Exercise: Select the lines below containing the word "floor".
** Extracted information follows **
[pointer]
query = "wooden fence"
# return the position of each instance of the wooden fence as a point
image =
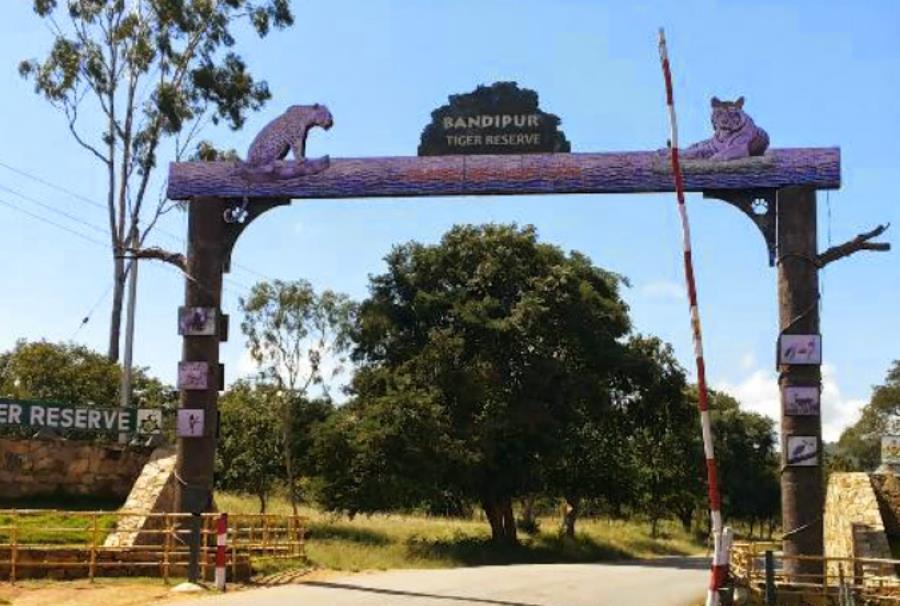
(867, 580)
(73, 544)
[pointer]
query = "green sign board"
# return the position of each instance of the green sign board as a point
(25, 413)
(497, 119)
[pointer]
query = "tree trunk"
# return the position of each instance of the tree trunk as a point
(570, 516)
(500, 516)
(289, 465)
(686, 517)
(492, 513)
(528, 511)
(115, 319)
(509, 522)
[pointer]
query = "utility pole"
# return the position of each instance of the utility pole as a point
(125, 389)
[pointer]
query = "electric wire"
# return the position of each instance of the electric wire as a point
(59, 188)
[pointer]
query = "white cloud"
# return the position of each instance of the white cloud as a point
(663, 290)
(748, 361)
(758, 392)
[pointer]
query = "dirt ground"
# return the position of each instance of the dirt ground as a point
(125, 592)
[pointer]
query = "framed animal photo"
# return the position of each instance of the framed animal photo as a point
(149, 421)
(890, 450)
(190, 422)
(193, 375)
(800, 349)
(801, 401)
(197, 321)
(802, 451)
** End of Extracted information **
** Extracted information follows **
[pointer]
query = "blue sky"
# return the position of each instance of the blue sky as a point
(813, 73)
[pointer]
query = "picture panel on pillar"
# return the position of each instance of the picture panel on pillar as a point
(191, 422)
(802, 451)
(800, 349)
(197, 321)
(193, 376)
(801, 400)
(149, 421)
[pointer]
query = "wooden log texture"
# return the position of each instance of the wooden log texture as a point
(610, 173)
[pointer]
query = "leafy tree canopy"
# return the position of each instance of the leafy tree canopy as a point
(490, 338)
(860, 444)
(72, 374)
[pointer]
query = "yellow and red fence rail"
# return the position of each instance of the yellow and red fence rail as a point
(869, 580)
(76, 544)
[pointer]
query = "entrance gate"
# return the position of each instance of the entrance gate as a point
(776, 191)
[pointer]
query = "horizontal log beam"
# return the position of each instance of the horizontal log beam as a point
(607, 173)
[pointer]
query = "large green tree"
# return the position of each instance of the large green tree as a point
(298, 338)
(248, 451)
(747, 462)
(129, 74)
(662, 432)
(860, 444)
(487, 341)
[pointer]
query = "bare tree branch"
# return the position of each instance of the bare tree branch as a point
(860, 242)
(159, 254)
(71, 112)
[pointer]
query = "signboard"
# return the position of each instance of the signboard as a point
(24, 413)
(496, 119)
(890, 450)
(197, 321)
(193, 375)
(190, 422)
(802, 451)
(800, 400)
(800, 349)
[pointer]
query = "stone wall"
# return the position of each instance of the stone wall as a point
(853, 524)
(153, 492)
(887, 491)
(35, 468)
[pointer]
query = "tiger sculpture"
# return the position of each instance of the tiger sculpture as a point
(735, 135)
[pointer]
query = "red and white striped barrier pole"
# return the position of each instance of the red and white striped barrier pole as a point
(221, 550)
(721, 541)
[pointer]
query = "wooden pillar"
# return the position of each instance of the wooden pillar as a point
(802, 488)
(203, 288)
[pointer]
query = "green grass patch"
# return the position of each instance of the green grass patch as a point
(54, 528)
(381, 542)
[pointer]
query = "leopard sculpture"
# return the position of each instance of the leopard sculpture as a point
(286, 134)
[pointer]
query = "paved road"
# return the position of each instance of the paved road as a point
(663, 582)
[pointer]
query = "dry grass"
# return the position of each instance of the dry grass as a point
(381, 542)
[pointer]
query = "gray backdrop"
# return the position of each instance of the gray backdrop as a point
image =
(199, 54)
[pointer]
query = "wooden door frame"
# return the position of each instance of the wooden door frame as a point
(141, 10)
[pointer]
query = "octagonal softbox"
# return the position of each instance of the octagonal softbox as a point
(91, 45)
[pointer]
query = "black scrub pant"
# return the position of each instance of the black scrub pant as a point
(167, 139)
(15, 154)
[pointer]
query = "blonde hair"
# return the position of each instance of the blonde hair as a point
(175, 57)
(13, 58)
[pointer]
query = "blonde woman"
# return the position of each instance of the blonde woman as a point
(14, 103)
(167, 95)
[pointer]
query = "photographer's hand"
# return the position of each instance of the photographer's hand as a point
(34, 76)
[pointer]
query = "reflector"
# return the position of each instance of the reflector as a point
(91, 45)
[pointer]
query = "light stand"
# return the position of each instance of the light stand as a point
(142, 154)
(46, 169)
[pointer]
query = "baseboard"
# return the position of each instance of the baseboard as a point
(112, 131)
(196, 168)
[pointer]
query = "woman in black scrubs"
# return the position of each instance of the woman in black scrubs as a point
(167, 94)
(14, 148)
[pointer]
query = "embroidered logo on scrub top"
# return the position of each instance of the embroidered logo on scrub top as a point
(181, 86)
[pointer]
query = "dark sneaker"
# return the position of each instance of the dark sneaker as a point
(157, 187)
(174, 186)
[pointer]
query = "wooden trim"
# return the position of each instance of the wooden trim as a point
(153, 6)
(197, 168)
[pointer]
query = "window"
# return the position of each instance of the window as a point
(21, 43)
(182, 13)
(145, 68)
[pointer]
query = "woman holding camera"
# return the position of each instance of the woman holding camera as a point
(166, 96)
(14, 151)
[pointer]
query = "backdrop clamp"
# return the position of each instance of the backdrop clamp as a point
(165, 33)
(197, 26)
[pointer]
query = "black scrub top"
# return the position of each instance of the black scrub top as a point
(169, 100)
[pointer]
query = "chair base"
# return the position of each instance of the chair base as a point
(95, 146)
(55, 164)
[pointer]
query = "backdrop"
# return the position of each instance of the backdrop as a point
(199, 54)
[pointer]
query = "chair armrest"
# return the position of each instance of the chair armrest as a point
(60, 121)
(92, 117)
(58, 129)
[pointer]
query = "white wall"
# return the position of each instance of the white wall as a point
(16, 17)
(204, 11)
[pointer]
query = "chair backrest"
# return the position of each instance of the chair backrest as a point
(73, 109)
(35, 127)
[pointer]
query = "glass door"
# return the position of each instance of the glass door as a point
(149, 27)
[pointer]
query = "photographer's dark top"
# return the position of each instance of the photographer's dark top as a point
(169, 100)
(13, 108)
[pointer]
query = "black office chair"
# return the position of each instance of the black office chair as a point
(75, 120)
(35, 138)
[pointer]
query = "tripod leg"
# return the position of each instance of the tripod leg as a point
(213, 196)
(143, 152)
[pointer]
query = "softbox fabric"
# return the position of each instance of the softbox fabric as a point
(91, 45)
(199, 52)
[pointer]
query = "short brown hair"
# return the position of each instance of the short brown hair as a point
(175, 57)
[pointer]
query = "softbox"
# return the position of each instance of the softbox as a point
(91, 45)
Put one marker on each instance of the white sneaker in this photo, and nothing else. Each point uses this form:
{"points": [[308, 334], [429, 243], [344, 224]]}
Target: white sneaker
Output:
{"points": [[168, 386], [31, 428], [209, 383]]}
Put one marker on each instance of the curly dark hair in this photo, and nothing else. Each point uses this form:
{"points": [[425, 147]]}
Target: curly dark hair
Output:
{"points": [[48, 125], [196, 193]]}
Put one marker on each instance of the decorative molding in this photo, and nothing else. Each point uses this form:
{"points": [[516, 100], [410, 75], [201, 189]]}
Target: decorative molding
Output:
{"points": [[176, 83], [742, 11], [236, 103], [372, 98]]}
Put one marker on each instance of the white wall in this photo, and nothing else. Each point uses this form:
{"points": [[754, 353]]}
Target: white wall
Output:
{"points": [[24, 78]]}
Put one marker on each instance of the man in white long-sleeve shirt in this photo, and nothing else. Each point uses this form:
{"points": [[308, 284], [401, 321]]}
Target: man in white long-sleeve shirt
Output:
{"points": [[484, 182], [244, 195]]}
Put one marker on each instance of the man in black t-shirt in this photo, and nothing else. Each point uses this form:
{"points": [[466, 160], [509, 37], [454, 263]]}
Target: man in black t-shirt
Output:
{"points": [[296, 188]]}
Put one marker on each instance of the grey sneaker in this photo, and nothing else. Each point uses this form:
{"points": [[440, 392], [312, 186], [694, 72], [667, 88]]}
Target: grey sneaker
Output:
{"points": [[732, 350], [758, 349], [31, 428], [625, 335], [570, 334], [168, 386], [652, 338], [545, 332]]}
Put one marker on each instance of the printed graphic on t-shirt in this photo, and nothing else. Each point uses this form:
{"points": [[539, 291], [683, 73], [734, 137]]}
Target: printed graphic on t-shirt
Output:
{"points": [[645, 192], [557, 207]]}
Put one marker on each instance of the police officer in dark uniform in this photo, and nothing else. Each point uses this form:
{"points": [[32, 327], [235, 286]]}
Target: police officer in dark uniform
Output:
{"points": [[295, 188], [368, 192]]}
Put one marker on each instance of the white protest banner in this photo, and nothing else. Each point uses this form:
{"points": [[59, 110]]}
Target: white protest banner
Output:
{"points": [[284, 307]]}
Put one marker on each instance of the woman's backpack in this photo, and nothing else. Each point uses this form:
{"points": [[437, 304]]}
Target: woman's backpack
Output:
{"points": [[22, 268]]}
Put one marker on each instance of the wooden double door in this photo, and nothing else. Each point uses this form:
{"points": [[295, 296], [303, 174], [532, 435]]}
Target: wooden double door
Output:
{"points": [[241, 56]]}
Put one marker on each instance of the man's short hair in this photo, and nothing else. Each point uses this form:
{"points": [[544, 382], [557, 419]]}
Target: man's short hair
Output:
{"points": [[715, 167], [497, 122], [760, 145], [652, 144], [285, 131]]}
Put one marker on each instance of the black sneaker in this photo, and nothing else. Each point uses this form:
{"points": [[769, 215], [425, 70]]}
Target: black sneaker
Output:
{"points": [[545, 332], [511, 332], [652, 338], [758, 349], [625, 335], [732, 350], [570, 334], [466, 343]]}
** End of Extracted information **
** Extracted information follows **
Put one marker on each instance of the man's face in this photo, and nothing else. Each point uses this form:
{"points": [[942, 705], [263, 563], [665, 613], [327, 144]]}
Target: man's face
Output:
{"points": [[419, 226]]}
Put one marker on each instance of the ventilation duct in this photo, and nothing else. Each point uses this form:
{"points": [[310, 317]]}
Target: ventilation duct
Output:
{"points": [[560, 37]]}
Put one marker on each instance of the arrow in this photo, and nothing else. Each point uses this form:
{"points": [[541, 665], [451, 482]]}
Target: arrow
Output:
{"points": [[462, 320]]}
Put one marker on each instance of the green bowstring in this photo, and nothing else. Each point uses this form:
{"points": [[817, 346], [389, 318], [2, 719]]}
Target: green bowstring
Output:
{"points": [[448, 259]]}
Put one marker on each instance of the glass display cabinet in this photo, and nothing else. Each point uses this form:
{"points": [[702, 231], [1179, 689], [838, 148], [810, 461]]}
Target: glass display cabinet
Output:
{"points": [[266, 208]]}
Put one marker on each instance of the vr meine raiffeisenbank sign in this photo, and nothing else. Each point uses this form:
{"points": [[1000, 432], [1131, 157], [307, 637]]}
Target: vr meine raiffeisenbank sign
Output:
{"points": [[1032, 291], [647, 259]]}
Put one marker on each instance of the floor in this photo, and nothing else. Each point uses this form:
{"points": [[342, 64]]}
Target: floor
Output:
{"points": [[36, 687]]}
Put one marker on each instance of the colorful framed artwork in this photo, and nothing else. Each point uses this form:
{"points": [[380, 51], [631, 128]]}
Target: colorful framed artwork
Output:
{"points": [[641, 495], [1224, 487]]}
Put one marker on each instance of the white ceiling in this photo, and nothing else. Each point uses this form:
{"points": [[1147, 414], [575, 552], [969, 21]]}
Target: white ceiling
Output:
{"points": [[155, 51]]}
** End of Extracted information **
Problem solution:
Put one marker on each instance of the floor in this photo, and nothing else. Each point uses this form:
Target: floor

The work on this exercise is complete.